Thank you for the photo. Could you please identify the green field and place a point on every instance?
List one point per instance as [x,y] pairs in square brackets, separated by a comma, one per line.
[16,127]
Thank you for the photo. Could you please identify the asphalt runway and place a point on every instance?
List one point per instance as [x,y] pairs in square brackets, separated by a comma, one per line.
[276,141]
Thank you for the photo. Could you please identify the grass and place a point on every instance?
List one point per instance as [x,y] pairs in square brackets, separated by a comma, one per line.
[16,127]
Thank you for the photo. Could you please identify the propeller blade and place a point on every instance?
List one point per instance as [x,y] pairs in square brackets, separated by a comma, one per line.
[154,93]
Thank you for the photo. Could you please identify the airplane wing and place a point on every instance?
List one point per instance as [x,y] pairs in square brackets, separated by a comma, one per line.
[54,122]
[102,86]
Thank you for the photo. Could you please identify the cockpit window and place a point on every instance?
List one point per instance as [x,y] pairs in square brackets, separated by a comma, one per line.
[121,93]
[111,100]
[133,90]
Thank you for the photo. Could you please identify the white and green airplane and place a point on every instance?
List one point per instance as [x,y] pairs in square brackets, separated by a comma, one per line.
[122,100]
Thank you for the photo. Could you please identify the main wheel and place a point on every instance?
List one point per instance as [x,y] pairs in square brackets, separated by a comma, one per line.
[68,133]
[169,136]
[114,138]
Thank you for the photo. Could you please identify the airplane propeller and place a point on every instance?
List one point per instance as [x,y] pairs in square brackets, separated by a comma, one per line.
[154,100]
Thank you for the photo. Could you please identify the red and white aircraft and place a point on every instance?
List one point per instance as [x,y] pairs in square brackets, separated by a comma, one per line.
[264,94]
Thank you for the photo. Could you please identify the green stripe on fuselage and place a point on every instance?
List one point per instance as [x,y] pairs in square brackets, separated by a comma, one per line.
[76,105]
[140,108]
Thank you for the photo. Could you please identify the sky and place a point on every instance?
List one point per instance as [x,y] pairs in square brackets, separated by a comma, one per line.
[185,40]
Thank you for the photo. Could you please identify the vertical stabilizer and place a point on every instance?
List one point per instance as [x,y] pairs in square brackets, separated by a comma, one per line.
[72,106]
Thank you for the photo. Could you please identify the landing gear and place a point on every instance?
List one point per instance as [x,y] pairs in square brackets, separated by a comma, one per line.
################
• [Brief]
Pull out every line of the records word for word, from the line that contains "Thank you for the photo. Could you please identify the sky" down through the last line of the records, including both.

• [The reply]
Thank you for the photo. Could you please identify the sky and place a point on every instance?
List one point per instance as [x,y] pairs in square brackets, separated by a comma, one per line.
[185,40]
Thank you for the photo. Could you please identify the vertical stabilizer and place a point on every instance?
List one point per instance as [x,y] pairs in square brackets, separated by a comma, one per line.
[72,106]
Thank you for the photo. Could you please identify the landing gear and place a point on every instance?
List one point per instance as [x,y] pairs in square brackets, separated by a comma, one per line.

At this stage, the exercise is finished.